Records excerpted from a collection:
=== Begin Enclosure ===
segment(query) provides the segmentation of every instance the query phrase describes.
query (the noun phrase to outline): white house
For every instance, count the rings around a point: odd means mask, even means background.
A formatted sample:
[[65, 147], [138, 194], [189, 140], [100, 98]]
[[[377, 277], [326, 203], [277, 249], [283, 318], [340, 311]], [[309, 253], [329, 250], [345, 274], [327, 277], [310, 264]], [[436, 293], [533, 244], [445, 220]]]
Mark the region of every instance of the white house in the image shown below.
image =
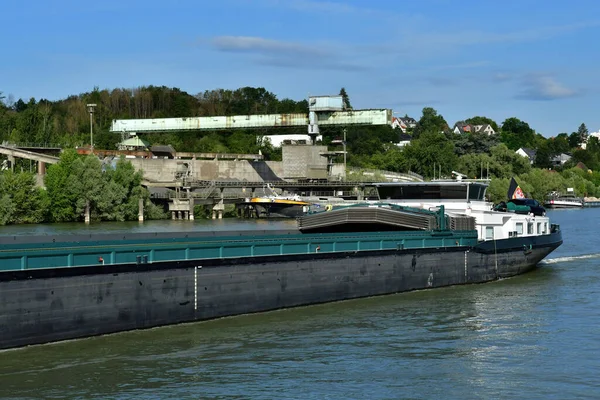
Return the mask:
[[496, 131], [490, 124], [472, 125], [463, 122], [456, 123], [452, 132], [457, 135], [463, 133], [485, 133], [488, 136], [496, 134]]
[[515, 151], [521, 157], [527, 157], [529, 159], [529, 163], [533, 164], [535, 161], [535, 153], [536, 151], [533, 149], [528, 149], [527, 147], [521, 147], [519, 150]]

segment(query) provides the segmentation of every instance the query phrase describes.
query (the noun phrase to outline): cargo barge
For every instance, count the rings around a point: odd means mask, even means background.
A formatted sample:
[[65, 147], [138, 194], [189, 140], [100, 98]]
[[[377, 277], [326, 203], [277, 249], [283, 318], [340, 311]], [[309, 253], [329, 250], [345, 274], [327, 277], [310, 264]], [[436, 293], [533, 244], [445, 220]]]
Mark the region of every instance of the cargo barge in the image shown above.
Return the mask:
[[547, 217], [490, 207], [479, 226], [432, 201], [307, 215], [298, 230], [0, 237], [0, 348], [488, 282], [562, 243]]

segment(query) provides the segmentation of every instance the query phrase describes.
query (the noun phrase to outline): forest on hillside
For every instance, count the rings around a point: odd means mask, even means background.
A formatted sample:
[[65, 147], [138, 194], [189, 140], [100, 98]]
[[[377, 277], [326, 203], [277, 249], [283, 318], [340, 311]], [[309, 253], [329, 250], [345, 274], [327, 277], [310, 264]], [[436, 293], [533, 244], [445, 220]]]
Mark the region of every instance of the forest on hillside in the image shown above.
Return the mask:
[[[350, 98], [345, 89], [342, 88], [340, 94], [345, 96], [349, 105]], [[207, 90], [196, 95], [164, 86], [113, 90], [95, 88], [91, 92], [73, 95], [59, 101], [45, 99], [15, 101], [12, 96], [0, 92], [0, 142], [54, 144], [65, 148], [87, 145], [90, 128], [89, 113], [86, 109], [88, 103], [97, 104], [94, 113], [94, 142], [98, 149], [114, 149], [121, 140], [119, 135], [109, 132], [113, 119], [307, 113], [308, 111], [306, 100], [280, 100], [265, 88], [253, 87]], [[500, 123], [485, 116], [472, 116], [463, 121], [456, 121], [456, 123], [467, 124], [490, 124], [497, 133], [489, 136], [483, 133], [456, 134], [453, 131], [455, 124], [450, 125], [437, 110], [431, 107], [423, 108], [422, 115], [415, 116], [415, 119], [416, 126], [408, 129], [407, 132], [411, 138], [410, 145], [405, 147], [398, 146], [402, 134], [400, 129], [392, 129], [390, 126], [322, 128], [323, 144], [329, 145], [333, 139], [341, 138], [343, 129], [346, 129], [347, 160], [351, 167], [394, 172], [412, 171], [423, 175], [426, 179], [450, 177], [452, 171], [464, 173], [469, 178], [495, 178], [488, 191], [493, 201], [506, 197], [508, 181], [513, 176], [518, 177], [521, 187], [530, 197], [538, 200], [542, 200], [550, 191], [565, 191], [567, 187], [574, 188], [578, 195], [600, 197], [600, 174], [597, 172], [600, 170], [600, 144], [596, 137], [588, 137], [588, 130], [584, 123], [574, 127], [571, 133], [563, 132], [547, 138], [536, 132], [526, 121], [516, 117], [507, 118]], [[290, 133], [305, 132], [305, 128], [286, 129], [289, 129]], [[147, 134], [143, 138], [151, 144], [170, 144], [179, 151], [253, 154], [261, 151], [267, 160], [279, 160], [281, 157], [279, 149], [273, 148], [268, 142], [258, 140], [260, 136], [269, 133], [272, 132], [268, 130], [179, 132]], [[536, 155], [533, 161], [530, 162], [526, 157], [516, 154], [515, 151], [519, 148], [534, 150]], [[561, 153], [570, 155], [571, 159], [565, 164], [556, 165], [552, 162], [552, 158]], [[91, 163], [91, 161], [86, 162]], [[73, 165], [81, 168], [79, 163]], [[97, 166], [94, 168], [97, 170]], [[121, 166], [121, 168], [125, 167]], [[27, 172], [27, 165], [21, 165], [20, 170]], [[82, 172], [77, 174], [81, 175]], [[50, 170], [49, 175], [52, 176]], [[107, 175], [108, 181], [103, 181], [102, 184], [109, 185], [112, 179], [109, 178], [110, 176]], [[29, 178], [15, 181], [14, 176], [4, 176], [3, 179], [0, 181], [0, 188], [4, 185], [4, 188], [26, 187], [27, 190], [34, 190]], [[117, 183], [123, 184], [123, 182]], [[102, 208], [104, 206], [99, 205], [96, 217], [98, 219], [134, 218], [132, 207], [137, 204], [136, 198], [146, 194], [141, 189], [133, 190], [133, 187], [137, 188], [139, 184], [128, 189], [120, 189], [122, 193], [128, 193], [122, 194], [117, 201], [118, 204], [123, 204], [119, 206], [120, 211], [110, 207]], [[38, 198], [42, 208], [47, 204], [48, 200], [44, 196], [48, 193], [38, 193], [39, 198], [33, 197]], [[56, 191], [57, 196], [60, 193], [60, 190]], [[7, 198], [6, 192], [0, 195], [4, 195], [3, 200], [0, 201], [0, 211], [10, 210], [11, 207], [19, 207], [21, 204], [18, 199]], [[75, 193], [71, 195], [73, 199], [78, 197]], [[83, 196], [83, 191], [80, 195]], [[81, 218], [81, 202], [77, 204], [79, 205], [65, 214], [68, 214], [68, 217], [57, 215], [42, 217], [35, 214], [31, 218], [25, 218], [23, 222], [34, 222], [40, 219], [78, 220]], [[17, 211], [11, 214], [7, 211], [5, 214], [13, 215], [15, 218], [19, 215]]]

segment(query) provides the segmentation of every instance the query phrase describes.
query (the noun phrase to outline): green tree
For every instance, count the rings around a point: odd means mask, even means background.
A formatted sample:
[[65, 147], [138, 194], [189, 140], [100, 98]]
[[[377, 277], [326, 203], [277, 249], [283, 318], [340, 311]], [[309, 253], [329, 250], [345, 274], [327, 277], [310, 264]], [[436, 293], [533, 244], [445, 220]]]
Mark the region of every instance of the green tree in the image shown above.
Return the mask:
[[535, 132], [527, 122], [512, 117], [502, 123], [500, 138], [509, 149], [518, 150], [521, 147], [533, 147]]
[[510, 178], [515, 175], [529, 172], [531, 169], [529, 159], [521, 157], [510, 150], [504, 143], [492, 147], [490, 155], [494, 161], [503, 166], [501, 170], [494, 171], [494, 176]]
[[459, 155], [468, 153], [489, 153], [490, 149], [498, 145], [498, 135], [485, 133], [467, 133], [452, 135], [456, 152]]
[[533, 166], [536, 168], [551, 168], [550, 157], [552, 157], [552, 152], [549, 145], [547, 143], [540, 144], [535, 153]]
[[413, 131], [413, 138], [418, 138], [425, 132], [440, 133], [448, 130], [448, 123], [443, 116], [431, 107], [423, 108], [423, 115]]
[[459, 157], [456, 168], [469, 178], [486, 178], [488, 171], [490, 177], [505, 175], [500, 171], [500, 164], [484, 153], [469, 153]]
[[569, 135], [567, 133], [559, 133], [556, 137], [550, 138], [548, 145], [552, 155], [568, 153], [571, 150]]
[[427, 177], [433, 177], [434, 166], [437, 169], [440, 165], [442, 173], [449, 175], [457, 162], [454, 145], [441, 132], [422, 133], [405, 146], [403, 153], [408, 169]]
[[572, 132], [569, 135], [569, 147], [572, 149], [576, 149], [581, 145], [581, 137], [579, 136], [579, 133], [577, 132]]
[[46, 191], [36, 187], [34, 174], [0, 173], [0, 193], [0, 224], [44, 221], [50, 202]]
[[577, 129], [577, 136], [579, 136], [579, 143], [586, 143], [587, 139], [588, 139], [588, 128], [585, 126], [585, 124], [581, 124], [579, 125], [579, 128]]
[[62, 152], [60, 161], [50, 165], [46, 171], [44, 184], [50, 197], [49, 213], [52, 222], [77, 220], [75, 213], [77, 194], [70, 187], [70, 176], [78, 157], [74, 149], [67, 149]]
[[342, 96], [342, 100], [344, 102], [344, 108], [347, 110], [351, 110], [352, 105], [350, 104], [350, 97], [348, 97], [348, 93], [346, 93], [346, 88], [340, 89], [340, 96]]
=== End Enclosure ===
REQUIRED ACTION: Determine how many lines above contain the word "noun", then give the number by itself.

ANSWER BOX: 4